-- Activity --
Produce a word-for-word copy of the listing below without its pictures.

-- Listed entries --
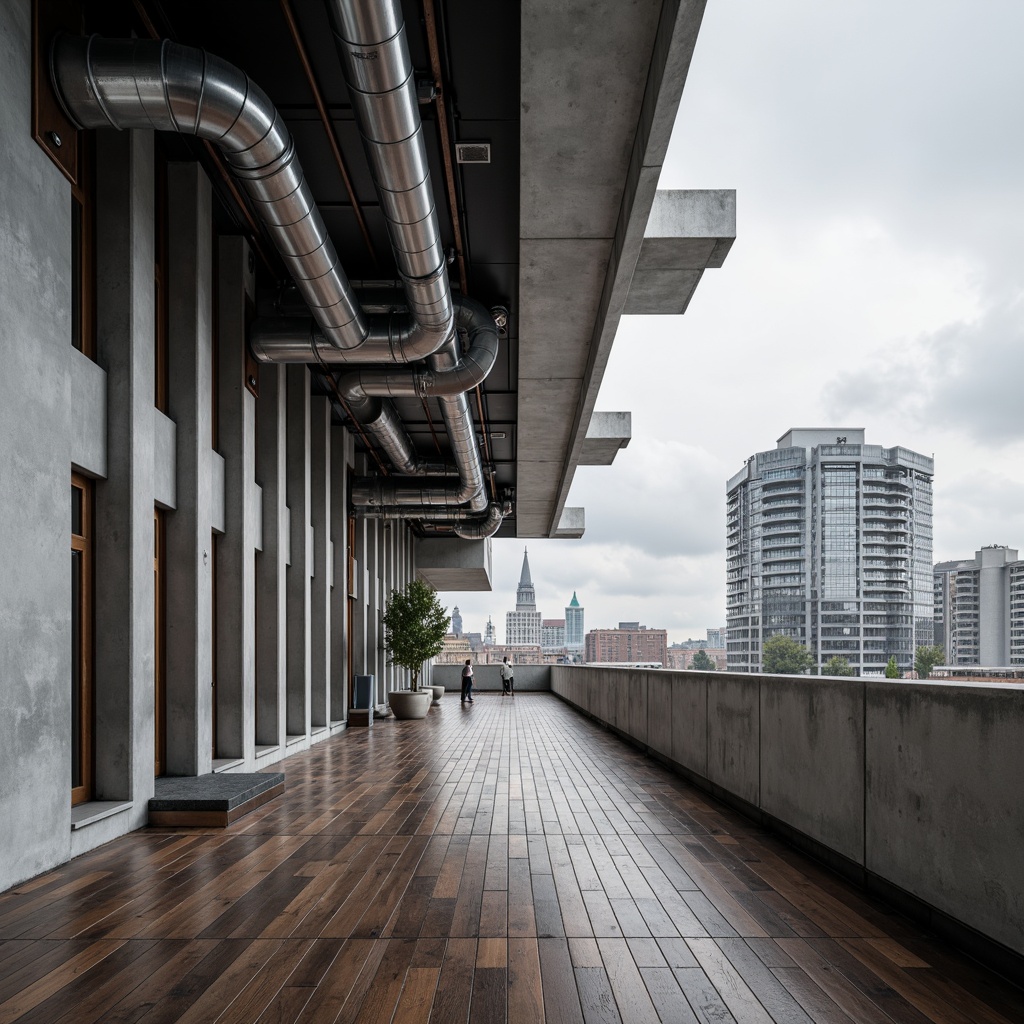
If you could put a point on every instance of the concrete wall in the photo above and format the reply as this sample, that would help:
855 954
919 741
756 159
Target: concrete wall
912 787
255 519
487 677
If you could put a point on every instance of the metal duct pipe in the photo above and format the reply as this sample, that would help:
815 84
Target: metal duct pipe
453 377
133 83
467 524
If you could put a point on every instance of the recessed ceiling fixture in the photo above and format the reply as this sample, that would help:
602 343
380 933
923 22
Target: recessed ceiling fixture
473 153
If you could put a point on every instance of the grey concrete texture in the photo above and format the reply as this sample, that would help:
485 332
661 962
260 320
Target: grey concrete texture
812 759
944 804
733 734
919 782
88 439
455 564
36 387
606 435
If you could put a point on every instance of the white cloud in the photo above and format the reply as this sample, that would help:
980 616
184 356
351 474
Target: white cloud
875 281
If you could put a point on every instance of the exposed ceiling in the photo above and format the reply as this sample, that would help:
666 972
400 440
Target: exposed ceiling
577 99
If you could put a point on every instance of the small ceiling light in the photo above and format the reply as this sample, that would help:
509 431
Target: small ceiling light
472 153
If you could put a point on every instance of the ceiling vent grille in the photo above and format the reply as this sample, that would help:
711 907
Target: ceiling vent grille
473 153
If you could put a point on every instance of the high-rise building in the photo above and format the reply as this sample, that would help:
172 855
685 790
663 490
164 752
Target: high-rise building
629 644
979 608
573 625
552 633
716 636
829 542
523 625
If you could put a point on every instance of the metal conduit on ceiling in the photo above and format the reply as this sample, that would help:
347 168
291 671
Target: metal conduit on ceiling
165 86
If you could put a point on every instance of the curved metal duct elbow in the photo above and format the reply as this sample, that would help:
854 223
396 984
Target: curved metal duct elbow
470 370
160 85
468 525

-- Output below --
If you could put a point on every instance of the concrete wall in the photo above and format the reply as this sample, that would help:
855 954
919 741
756 159
Target: concrete wall
912 787
255 519
487 677
If you could put a point on every instance of the metal duct pipe in the photo above and format the reply as this sample, that would help:
815 84
Target: metal duct pipe
453 377
133 83
467 524
If you could put a point on every instance of the recessed ceiling fixture in the photo above and format the reply as this sample, that would help:
602 343
380 933
923 22
Target: recessed ceiling fixture
473 153
If you could put a point on every instance of the grey concrete texture in the photo above and format the reply as this sample, that would help:
485 332
661 962
260 320
Target: grey concrete texture
812 759
944 804
733 734
919 782
88 439
455 564
36 387
606 435
If you could put a point on every instance of the white cloud in the photo above and format the reply as this sample, that would help:
980 616
184 356
351 474
Target: white cloud
875 281
If you could put a point on every instance of the exposed ceiling in the photo above and format the reply as this sample, that would help:
666 972
400 440
Target: exposed ceiling
577 99
If you could put a point on every instance of the small ceiling light in the photo above and format the reply as this sample, that would help:
509 431
Target: small ceiling light
472 153
If you could put a point on every instance of the ceiling vent grille in the photo above and format the reply as this sample, that would help:
711 907
Target: ceiling vent grille
473 153
If you could put a point on every instance of the high-rise building in the photo above and format the reply as this sample, that would help:
172 855
685 790
663 490
164 752
Target: high-rise building
629 644
979 608
573 625
552 633
716 636
829 542
523 625
If you could put a point on every instance of the metal conduit on ceiling in the photo above and format the reply as this sample, that would help:
347 168
291 671
Target: metal conduit on ceiling
165 86
If you could put a point on every instance of the curved metal duct elbow in the photo above and format the reply as this sample, that would help:
854 223
396 984
Target: curved metal duct elbow
470 370
160 85
468 525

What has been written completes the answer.